La ristorazione, come tutto, si dovrà adattare alle nuove condizioni economico-sociali degli italiani. Bisognerà essere bravi e fortunati a scommettere sul trend, ma oggi è troppo presto perché il mercato si adatterà anche in base a quanto durerà l’emergenza. Se staremo barricati in casa per altri 6 mesi ci sarà uno scenario, se passa tutto tra un mese ce ne sarà un altro. In questo frangente, confrontandomi coi miei soci, ci siamo imposti di far crescere a livello qualitativo del Tino, una realtà in ascesa da quando è nata e non vorremmo che cambiasse pelle. C’è uno studio, un’evoluzione, una ricerca del comfort per il nostro ospite. Saremo sempre più popolari per quanto riguarda invece il Quarantunododici, pur mantenendo la qualità alta.

Ieri Luigi Cremona ospite di #whateverittakes spiegava che in Cina i ristoranti hanno riaperto e si sono adattati alle nuove regole: personale con la mascherina, tavoli ampi e distanziati, con 2 ospiti al massimo. In Italia è difficile immaginare una simile situazione nelle trattorie e pizzerie.

*DATI MOSTRATI*
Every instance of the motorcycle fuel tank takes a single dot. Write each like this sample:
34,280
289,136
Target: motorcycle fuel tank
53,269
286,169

*COSA FARE*
Rispondi a queste domande sul brano dedicato alla ristorazione:
(a) Per quale locale i soci si sono imposti di far crescere il livello qualitativo?
(b) Come diventerà il Quarantunododici?
(c) Secondo quanto spiegava Luigi Cremona, quanti ospiti al massimo siedono a un tavolo nei ristoranti riaperti in Cina?
Per svolgere il compito non servono i record.

*RISPOSTA ALL'ESERCIZIO*
(a) Per il Tino.
(b) Sarà sempre più popolare, pur mantenendo la qualità alta.
(c) Al massimo 2 ospiti.